| Data |
=====
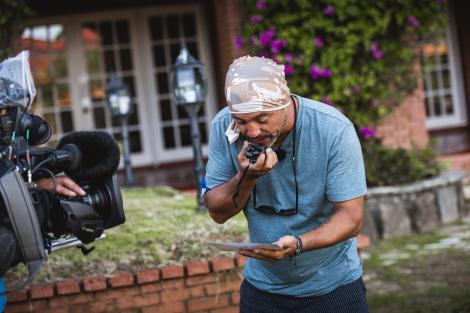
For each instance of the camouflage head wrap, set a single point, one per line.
(255, 84)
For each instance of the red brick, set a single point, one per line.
(18, 296)
(196, 292)
(172, 271)
(101, 306)
(147, 276)
(42, 291)
(231, 309)
(222, 264)
(151, 288)
(240, 260)
(65, 301)
(94, 284)
(200, 280)
(67, 287)
(175, 307)
(235, 297)
(17, 307)
(207, 303)
(121, 280)
(197, 268)
(216, 289)
(118, 293)
(142, 301)
(174, 295)
(173, 284)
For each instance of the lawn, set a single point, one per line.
(420, 273)
(162, 227)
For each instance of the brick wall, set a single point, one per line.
(406, 124)
(211, 287)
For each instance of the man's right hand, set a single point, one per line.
(264, 164)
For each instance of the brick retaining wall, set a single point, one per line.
(211, 287)
(199, 287)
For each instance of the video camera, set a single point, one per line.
(35, 222)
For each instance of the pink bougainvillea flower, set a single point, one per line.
(318, 41)
(325, 100)
(317, 72)
(266, 37)
(288, 57)
(374, 48)
(329, 10)
(255, 19)
(367, 132)
(238, 42)
(288, 69)
(413, 21)
(277, 45)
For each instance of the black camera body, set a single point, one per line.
(254, 151)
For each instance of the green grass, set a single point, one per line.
(162, 227)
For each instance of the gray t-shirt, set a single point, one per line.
(330, 169)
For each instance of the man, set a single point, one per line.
(304, 192)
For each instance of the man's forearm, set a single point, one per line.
(220, 200)
(342, 225)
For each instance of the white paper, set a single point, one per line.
(235, 246)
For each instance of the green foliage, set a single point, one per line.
(385, 166)
(11, 13)
(369, 47)
(358, 56)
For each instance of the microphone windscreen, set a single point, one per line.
(100, 154)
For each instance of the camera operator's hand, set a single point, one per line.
(264, 164)
(65, 186)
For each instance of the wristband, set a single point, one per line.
(300, 245)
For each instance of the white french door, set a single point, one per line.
(72, 59)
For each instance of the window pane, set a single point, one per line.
(67, 122)
(185, 135)
(159, 55)
(156, 28)
(63, 95)
(97, 92)
(169, 138)
(109, 63)
(162, 82)
(129, 81)
(106, 33)
(172, 26)
(437, 106)
(165, 110)
(448, 104)
(189, 25)
(126, 61)
(122, 30)
(99, 117)
(135, 142)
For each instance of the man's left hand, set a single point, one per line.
(65, 186)
(288, 245)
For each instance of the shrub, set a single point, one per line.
(385, 166)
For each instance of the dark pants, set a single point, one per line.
(350, 298)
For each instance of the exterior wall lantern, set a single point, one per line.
(119, 102)
(188, 85)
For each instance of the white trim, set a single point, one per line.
(459, 116)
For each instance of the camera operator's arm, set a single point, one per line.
(64, 186)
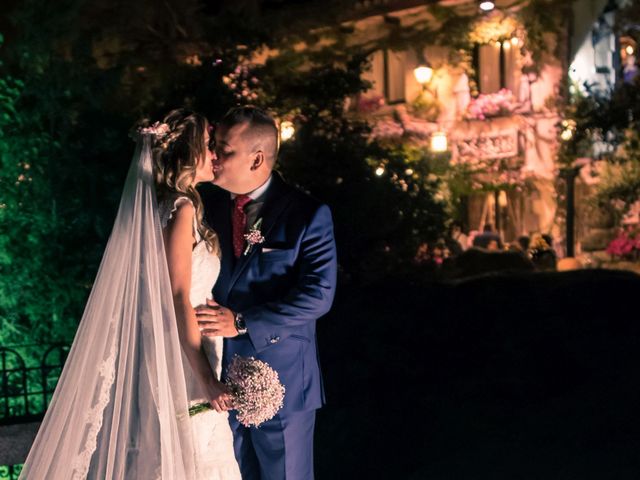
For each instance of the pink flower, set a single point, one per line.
(622, 245)
(257, 392)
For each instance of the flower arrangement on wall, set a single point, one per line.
(484, 106)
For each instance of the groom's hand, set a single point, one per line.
(215, 320)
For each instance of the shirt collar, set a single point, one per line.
(258, 193)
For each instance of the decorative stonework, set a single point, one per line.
(486, 146)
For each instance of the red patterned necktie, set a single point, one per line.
(239, 223)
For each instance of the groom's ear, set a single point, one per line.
(258, 160)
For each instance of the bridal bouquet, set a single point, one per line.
(256, 388)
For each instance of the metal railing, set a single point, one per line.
(28, 378)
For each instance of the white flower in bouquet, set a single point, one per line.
(256, 389)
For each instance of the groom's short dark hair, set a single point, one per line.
(260, 123)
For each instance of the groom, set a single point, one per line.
(269, 294)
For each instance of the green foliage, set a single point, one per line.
(620, 180)
(32, 298)
(379, 219)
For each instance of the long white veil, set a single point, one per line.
(120, 409)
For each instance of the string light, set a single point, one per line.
=====
| Requirement |
Letter for letter, reproduce every record above and skip the pictures.

| Written reply |
For each instance of the camouflage head wrap, set a single point, one per line.
(255, 84)
For each instance of the red brick, set a single point, one per line.
(18, 296)
(196, 292)
(172, 271)
(101, 306)
(147, 276)
(42, 291)
(231, 309)
(222, 264)
(151, 288)
(240, 260)
(65, 301)
(94, 284)
(200, 280)
(67, 287)
(175, 307)
(235, 297)
(17, 307)
(207, 303)
(121, 280)
(197, 268)
(216, 289)
(118, 293)
(142, 301)
(174, 295)
(173, 284)
For each instance of the lawn, set a single point, one per line.
(420, 273)
(162, 227)
For each instance of the brick wall, set a single point, one per line.
(406, 124)
(211, 287)
For each instance of the man's right hand, set a single point, one per line.
(264, 164)
For each instance of the brick retaining wall, set a single point, one per line.
(211, 287)
(199, 287)
For each instance of the video camera, set a single point, one per line.
(35, 222)
For each instance of the pink bougainvillea flower, set a single point, one per line.
(318, 41)
(325, 100)
(317, 72)
(266, 37)
(288, 57)
(374, 48)
(329, 10)
(255, 19)
(367, 132)
(238, 42)
(288, 69)
(413, 21)
(277, 45)
For each instance of the black camera body, set a single point, one per line.
(254, 151)
For each instance of the green grass, set a single point, one per line.
(162, 227)
For each instance of the gray t-shirt, set a single point, one per line.
(330, 169)
For each instance of the man, set a single point, one per line.
(304, 192)
For each instance of the man's forearm, set a single point, one per line.
(220, 200)
(342, 225)
For each instance of the white paper, set a single point, one per line.
(235, 246)
For each instance of the green foliage, set a single point, one per line.
(385, 166)
(11, 13)
(369, 47)
(358, 56)
For each instance of the microphone windscreen, set a single point, one per line.
(100, 154)
For each instance of the camera operator's hand, set a single point, one per line.
(264, 164)
(65, 186)
For each instance of the wristband, set a single point, one per line.
(300, 245)
For each instance of the white french door, set a single point, one per line.
(72, 59)
For each instance of the window pane, set a single point, one per line.
(67, 122)
(185, 135)
(159, 55)
(156, 28)
(63, 95)
(97, 92)
(169, 138)
(109, 63)
(162, 82)
(129, 81)
(106, 33)
(172, 26)
(437, 106)
(165, 110)
(448, 104)
(189, 25)
(126, 61)
(122, 30)
(99, 117)
(135, 142)
For each instance of the man's left hand, set a single point, one per line.
(65, 186)
(288, 245)
For each instance of the shrub, set a single point, one per line.
(385, 166)
For each instance of the dark pants, set a single point, one per line.
(350, 298)
For each instance of the exterior wall lantern, set a single point, one per line.
(119, 102)
(188, 85)
For each instance of the white trim, set a single point, one per line.
(459, 116)
For each instance of the camera operator's arm, set a single point, one per line.
(64, 186)
For each instance of the pink flower, set a single point, one per line.
(622, 245)
(257, 392)
For each instance of the flower arrangement on wall, set a single point, one per line.
(484, 106)
For each instance of the groom's hand, set a single point, one per line.
(215, 320)
For each instance of the shirt collar, set a single point, one per line.
(258, 193)
For each instance of the decorative stonework, set a single point, one per line.
(486, 146)
For each instance of the red patterned necktie, set a single point, one per line.
(239, 223)
For each instance of the groom's ear, set a single point, one per line.
(258, 160)
For each instance of the bridal bouquet, set a single point, one per line.
(256, 388)
For each instance of the metal railing, set a single point, one per line.
(28, 378)
For each instance of the white flower in bouquet, set a single point, one per line.
(256, 389)
For each instance of the groom's short dark hair, set a single point, one per line.
(260, 123)
For each instance of the groom, set a single point, one per line.
(269, 294)
For each instance of the green foliage, set a single point, one per line.
(620, 180)
(32, 298)
(379, 219)
For each instance of the long white veil, set a single point, one per line.
(120, 409)
For each instance of the string light, set a single point, one per line.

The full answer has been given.